▶ _Provided information_:
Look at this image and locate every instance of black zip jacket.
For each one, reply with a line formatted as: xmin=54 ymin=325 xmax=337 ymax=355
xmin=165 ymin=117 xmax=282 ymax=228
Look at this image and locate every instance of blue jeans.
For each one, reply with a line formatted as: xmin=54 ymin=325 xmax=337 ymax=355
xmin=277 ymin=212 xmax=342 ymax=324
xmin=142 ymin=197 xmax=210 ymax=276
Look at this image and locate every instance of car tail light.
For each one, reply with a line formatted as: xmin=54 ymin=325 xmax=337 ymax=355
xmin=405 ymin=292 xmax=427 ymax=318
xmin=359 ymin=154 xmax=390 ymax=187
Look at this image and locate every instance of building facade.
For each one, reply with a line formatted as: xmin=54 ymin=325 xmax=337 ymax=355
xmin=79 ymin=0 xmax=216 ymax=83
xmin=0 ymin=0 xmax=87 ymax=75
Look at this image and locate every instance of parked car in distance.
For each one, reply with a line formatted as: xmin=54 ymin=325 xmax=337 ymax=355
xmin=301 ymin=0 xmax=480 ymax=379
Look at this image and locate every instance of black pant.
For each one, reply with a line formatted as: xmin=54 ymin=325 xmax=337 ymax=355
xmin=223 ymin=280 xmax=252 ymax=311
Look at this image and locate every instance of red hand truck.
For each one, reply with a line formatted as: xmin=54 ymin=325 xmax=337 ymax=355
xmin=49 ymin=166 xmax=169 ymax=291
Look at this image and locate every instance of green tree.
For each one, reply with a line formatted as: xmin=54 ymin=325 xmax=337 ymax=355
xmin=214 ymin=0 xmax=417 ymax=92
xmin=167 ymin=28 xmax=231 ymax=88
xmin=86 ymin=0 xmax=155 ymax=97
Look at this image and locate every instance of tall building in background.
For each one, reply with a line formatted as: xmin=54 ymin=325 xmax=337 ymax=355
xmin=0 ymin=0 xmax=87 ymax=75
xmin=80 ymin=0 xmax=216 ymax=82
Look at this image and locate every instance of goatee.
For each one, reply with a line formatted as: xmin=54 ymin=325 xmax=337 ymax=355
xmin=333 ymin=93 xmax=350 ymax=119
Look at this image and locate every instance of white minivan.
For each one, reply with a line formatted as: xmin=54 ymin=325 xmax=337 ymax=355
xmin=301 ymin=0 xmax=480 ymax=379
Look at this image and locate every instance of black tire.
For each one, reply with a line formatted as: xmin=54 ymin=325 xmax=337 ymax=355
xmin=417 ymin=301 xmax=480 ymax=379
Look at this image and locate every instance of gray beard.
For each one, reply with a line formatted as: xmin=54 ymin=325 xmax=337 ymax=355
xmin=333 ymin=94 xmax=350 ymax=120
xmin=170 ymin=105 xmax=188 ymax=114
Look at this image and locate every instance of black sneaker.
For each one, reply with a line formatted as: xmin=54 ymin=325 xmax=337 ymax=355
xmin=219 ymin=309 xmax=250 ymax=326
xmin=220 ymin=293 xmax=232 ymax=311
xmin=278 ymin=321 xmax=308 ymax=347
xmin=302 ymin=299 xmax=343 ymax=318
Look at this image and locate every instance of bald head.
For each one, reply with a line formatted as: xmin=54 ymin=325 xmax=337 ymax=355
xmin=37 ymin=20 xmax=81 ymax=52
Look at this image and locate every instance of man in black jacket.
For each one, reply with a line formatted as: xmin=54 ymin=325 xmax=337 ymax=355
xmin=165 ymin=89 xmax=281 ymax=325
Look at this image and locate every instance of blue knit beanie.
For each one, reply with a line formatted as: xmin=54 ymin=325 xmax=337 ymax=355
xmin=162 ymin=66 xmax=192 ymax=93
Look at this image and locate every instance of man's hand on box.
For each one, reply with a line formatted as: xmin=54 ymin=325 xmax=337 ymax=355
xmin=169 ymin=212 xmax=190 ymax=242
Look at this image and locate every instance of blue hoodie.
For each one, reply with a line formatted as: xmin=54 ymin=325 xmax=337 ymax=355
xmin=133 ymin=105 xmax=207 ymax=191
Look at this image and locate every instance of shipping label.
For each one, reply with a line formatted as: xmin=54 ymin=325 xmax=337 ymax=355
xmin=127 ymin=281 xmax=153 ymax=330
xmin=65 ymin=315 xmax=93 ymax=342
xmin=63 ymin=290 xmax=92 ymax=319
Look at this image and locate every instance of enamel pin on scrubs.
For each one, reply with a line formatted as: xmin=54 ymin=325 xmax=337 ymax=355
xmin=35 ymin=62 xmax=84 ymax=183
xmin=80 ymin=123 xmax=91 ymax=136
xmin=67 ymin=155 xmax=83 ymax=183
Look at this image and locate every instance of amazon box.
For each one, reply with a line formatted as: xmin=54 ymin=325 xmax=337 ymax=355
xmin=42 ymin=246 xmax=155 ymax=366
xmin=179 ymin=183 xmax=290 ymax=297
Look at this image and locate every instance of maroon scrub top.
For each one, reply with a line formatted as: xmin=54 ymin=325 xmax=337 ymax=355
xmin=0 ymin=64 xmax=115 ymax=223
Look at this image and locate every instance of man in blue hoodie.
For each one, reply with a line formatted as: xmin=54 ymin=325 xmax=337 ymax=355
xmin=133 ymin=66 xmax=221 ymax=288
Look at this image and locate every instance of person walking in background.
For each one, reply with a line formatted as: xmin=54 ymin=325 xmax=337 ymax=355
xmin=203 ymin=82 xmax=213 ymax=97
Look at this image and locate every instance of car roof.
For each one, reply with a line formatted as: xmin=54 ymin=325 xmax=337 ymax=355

▶ _What this task involves_: Rename "hand truck" to "dolly" in everything from the line containing "Look at this image and locate every instance of black pant." down to the line containing "xmin=49 ymin=166 xmax=169 ymax=291". Give back only those lines, otherwise unchanged.

▶ _Problem solution_:
Look at this image and locate every instance of black pant.
For each one, reply with a line formatted as: xmin=54 ymin=325 xmax=337 ymax=355
xmin=223 ymin=280 xmax=252 ymax=311
Look at this image and locate every instance of red dolly.
For each one, reply with a line formatted as: xmin=54 ymin=325 xmax=337 ymax=355
xmin=49 ymin=166 xmax=169 ymax=291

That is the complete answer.